--- Start of Material provided ---

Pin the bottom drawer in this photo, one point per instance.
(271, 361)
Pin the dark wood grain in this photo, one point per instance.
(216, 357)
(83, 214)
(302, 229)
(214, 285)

--- End of Material provided ---

To do: Write out all of the material above again, word for word, changing nothing.

Reply:
Pin the bottom drawer in this photo, one point per instance.
(271, 361)
Pin the dark wood grain in this photo, one point per instance.
(216, 357)
(83, 214)
(302, 229)
(214, 285)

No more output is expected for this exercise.